** start Dataset records **

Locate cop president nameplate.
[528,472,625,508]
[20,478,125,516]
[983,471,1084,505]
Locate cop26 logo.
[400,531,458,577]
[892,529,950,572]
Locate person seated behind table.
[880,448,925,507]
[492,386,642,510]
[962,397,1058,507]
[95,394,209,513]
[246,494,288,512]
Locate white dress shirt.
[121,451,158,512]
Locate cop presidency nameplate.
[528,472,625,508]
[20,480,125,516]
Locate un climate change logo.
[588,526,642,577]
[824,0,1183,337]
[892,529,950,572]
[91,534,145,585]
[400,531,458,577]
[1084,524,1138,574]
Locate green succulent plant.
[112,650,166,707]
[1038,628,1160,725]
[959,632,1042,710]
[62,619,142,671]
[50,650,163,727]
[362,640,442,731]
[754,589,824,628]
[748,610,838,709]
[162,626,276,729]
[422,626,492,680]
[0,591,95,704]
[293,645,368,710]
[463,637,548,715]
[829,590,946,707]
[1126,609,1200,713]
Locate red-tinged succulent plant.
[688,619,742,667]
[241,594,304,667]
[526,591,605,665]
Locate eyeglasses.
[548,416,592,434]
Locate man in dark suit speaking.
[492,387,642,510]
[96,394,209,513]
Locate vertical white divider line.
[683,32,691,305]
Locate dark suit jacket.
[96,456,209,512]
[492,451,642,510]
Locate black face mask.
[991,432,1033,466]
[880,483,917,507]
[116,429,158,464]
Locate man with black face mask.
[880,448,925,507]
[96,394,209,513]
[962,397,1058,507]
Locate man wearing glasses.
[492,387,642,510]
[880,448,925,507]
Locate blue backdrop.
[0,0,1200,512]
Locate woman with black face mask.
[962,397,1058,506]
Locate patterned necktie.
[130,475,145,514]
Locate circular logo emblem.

** end Dataset records **

## Objective
Present all the data above as a numbered list, leaving out any blank lines.

## Expected answer
1. Locate cop president nameplate.
2. [528,472,625,508]
3. [20,478,125,516]
4. [983,471,1084,505]
5. Locate cop26 logo.
6. [400,531,458,577]
7. [892,529,950,572]
8. Locate person seated behind table.
9. [880,448,925,507]
10. [492,386,642,510]
11. [962,397,1058,507]
12. [95,394,209,513]
13. [246,494,288,512]
14. Locate white dress shirt.
15. [121,451,158,512]
16. Locate cop presidency nameplate.
17. [528,472,625,508]
18. [20,480,125,516]
19. Locate un climate change logo.
20. [588,526,642,577]
21. [824,0,1183,337]
22. [892,529,950,572]
23. [91,534,145,585]
24. [400,531,458,577]
25. [1084,524,1138,574]
26. Locate green succulent plant.
27. [112,650,166,707]
28. [1038,628,1160,725]
29. [959,632,1042,710]
30. [62,619,142,671]
31. [50,650,163,727]
32. [362,640,442,731]
33. [754,589,824,628]
34. [748,610,838,709]
35. [162,626,276,729]
36. [422,626,492,680]
37. [0,591,95,704]
38. [293,645,368,710]
39. [463,637,548,715]
40. [829,590,946,707]
41. [1126,609,1200,713]
42. Locate red-tinged succulent plant.
43. [688,619,742,667]
44. [241,594,304,667]
45. [526,591,605,665]
46. Locate eyeglasses.
47. [548,416,592,434]
48. Locate man in dark suit speaking.
49. [492,387,642,510]
50. [96,394,209,513]
51. Locate vertical white divider line.
52. [683,32,691,305]
53. Locate dark suit jacket.
54. [96,456,209,512]
55. [492,451,642,510]
56. Locate black face mask.
57. [991,432,1033,466]
58. [880,483,917,507]
59. [116,429,158,464]
60. Locate man with black face mask.
61. [880,448,925,507]
62. [96,394,209,513]
63. [962,397,1058,507]
64. Locate man wearing glasses.
65. [492,387,642,510]
66. [880,448,925,507]
67. Locate blue backdrop.
68. [0,0,1200,512]
69. Locate woman with black face mask.
70. [962,397,1058,506]
71. Locate patterned necktie.
72. [130,475,145,514]
73. Locate circular logo emblem.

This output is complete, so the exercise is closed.